> **Written problem**:
Quote every row below word for word, and leave the picture out of your answer.

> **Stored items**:

↓

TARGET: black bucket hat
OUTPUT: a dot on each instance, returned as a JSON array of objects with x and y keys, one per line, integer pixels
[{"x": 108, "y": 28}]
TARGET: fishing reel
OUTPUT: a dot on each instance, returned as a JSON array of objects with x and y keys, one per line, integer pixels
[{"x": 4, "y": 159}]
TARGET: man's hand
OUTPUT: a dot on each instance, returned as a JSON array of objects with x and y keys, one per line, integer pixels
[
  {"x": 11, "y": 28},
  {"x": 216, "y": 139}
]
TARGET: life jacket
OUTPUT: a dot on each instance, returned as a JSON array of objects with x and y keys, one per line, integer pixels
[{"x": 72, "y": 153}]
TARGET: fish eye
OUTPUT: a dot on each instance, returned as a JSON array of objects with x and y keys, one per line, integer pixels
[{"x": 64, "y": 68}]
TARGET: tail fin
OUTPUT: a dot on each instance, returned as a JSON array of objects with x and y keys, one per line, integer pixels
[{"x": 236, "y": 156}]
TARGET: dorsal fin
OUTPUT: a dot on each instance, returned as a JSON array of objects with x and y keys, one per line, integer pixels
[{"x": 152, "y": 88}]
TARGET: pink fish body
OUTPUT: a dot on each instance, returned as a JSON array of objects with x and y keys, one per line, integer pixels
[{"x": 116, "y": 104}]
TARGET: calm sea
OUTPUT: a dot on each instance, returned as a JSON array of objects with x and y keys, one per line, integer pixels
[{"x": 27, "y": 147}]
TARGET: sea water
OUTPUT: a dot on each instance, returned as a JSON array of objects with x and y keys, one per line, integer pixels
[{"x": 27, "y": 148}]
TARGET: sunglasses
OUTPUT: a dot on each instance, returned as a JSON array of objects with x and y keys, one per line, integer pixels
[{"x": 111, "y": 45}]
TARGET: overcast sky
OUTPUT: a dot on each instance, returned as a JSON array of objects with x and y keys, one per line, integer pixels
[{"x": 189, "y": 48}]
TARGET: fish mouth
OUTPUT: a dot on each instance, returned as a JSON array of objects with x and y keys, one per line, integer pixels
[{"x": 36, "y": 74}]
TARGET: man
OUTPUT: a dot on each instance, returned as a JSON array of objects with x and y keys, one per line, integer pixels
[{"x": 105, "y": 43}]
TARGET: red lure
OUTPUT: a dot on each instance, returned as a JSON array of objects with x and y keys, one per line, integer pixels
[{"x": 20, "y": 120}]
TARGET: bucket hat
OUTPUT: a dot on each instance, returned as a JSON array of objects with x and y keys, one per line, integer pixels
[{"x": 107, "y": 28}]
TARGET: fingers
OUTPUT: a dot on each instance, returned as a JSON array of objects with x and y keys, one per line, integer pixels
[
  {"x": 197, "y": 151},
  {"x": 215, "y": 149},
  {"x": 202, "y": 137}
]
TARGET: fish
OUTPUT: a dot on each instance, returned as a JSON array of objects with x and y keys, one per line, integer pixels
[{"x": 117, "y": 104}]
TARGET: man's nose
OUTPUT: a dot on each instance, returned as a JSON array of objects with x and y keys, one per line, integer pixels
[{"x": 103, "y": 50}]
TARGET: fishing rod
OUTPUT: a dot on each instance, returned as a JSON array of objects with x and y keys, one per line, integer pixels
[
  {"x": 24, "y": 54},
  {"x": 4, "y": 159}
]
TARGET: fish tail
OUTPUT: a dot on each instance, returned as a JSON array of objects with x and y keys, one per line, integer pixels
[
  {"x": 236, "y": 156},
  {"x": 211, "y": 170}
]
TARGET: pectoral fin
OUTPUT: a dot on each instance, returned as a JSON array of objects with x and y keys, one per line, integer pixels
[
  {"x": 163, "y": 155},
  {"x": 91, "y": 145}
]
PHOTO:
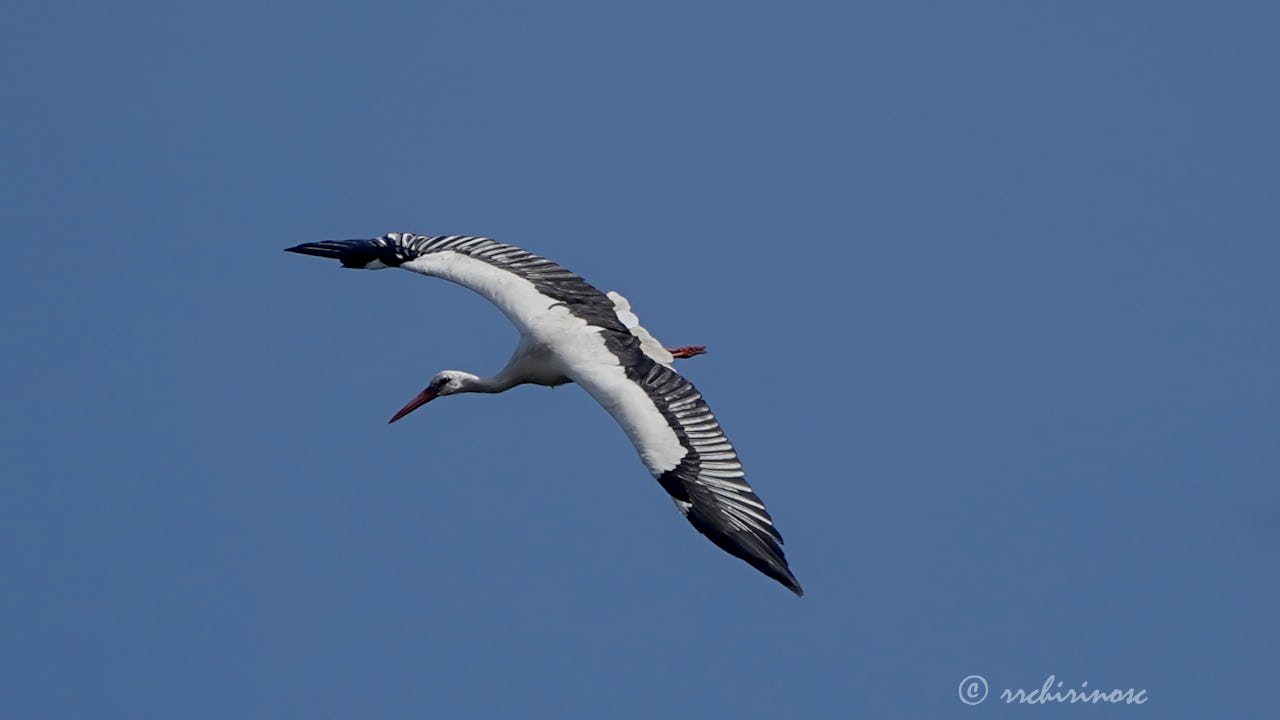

↑

> **Complete output**:
TARGET: black bucket hat
OUTPUT: a dot on each instance, returned as a JSON array of objects with x and y keys, one per line, integer pixels
[{"x": 108, "y": 28}]
TARGET: fishing reel
OUTPUT: a dot on each instance, returned as a JSON array of objects with x and y keys, one per line, integer pixels
[{"x": 4, "y": 159}]
TARGET: man's hand
OUTPUT: a dot on each instance, returned as a JSON array of objects with x and y keys, one per line, integer pixels
[
  {"x": 11, "y": 28},
  {"x": 216, "y": 139}
]
TARGET: life jacket
OUTPUT: a dot on each instance, returned as a JSON array of objects with x and y keys, one per line, integer pixels
[{"x": 72, "y": 153}]
TARGET: fish eye
OUTPUT: a dot on each instance, returned as a JSON array of objects with x and y keys, one per line, integer pixels
[{"x": 64, "y": 68}]
TARGET: tail fin
OUTPUT: a dot on each instance, returned as a JSON array of objects with x and y keys, one per line, integer pixels
[{"x": 236, "y": 156}]
TARGET: dorsal fin
OUTPUT: a dot on each instance, returned as a JSON array of objects with x and y keys, one per line, integer pixels
[{"x": 152, "y": 88}]
TARGET: pink fish body
OUTPUT: a dot on each instance, returned as a JSON array of objects with x and y keys, one per line, integer pixels
[{"x": 116, "y": 104}]
TARGET: calm sea
OUTPUT: a dot on each instance, returned as a JSON array of objects with x and y keys, one per line, integer pixels
[{"x": 27, "y": 147}]
TARGET: sea water
OUTPUT: a dot on each instance, returned as a JSON array of objects with x and y keys, one per line, integer pixels
[{"x": 27, "y": 148}]
TARGET: sunglasses
OUTPUT: a dot on each instance, returned as a JSON array of objects with x and y keys, one per line, integer pixels
[{"x": 111, "y": 45}]
TARGET: overcast sky
OUTPUT: a dot on each instance, returned as a JSON array of objects with x and y keys, one per line, integer pixels
[{"x": 189, "y": 48}]
TARGET: fish mouth
OUTPUT: a dot on each instance, returned as a JSON array of objects with x and y keys, one per line, integer pixels
[{"x": 36, "y": 74}]
TARGET: man
OUTPUT: a dot on each instance, returned as a JSON array of objects with x and y keys, one per line, integer pixels
[{"x": 105, "y": 43}]
TARGET: red lure
OUTPUT: a dot on each instance, returned as a JSON array of objects with x and y keys, one per line, integer pixels
[{"x": 20, "y": 120}]
TARGET: bucket hat
OUTPUT: a dot on each instance, returned as a JSON array of objects with x and y keys, one per line, integer pixels
[{"x": 107, "y": 28}]
TARGET: fingers
OUTPUT: a dot on each instance, returned as a JSON array of objects with x and y keys, one per line, integer pixels
[
  {"x": 197, "y": 151},
  {"x": 215, "y": 149},
  {"x": 202, "y": 137}
]
TARGET: fish
OUTPUT: a dot on each instance, returned as a JSON array of objects with x and y keys, one per line, integer pixels
[{"x": 117, "y": 104}]
TARGET: man's nose
OUTPUT: a dot on each instance, returned as a JSON array of objects with x and y keys, one per line, integer pixels
[{"x": 103, "y": 50}]
TARGET: fishing rod
OUTPUT: a dot on each instance, returned as a JSON array of objects with x and y keys, one per line, integer pixels
[
  {"x": 24, "y": 54},
  {"x": 4, "y": 159}
]
TARGET: fish tail
OUTPUT: a dot on each instance, returned as a JSON array of objects with x and y keys, one per line, integer pixels
[
  {"x": 236, "y": 156},
  {"x": 211, "y": 170}
]
TARGET: pectoral fin
OUTPUT: a dot on each instance, returned as a JSON array of objects with x and y keys, one per line, integer pixels
[
  {"x": 163, "y": 155},
  {"x": 91, "y": 145}
]
PHOTO:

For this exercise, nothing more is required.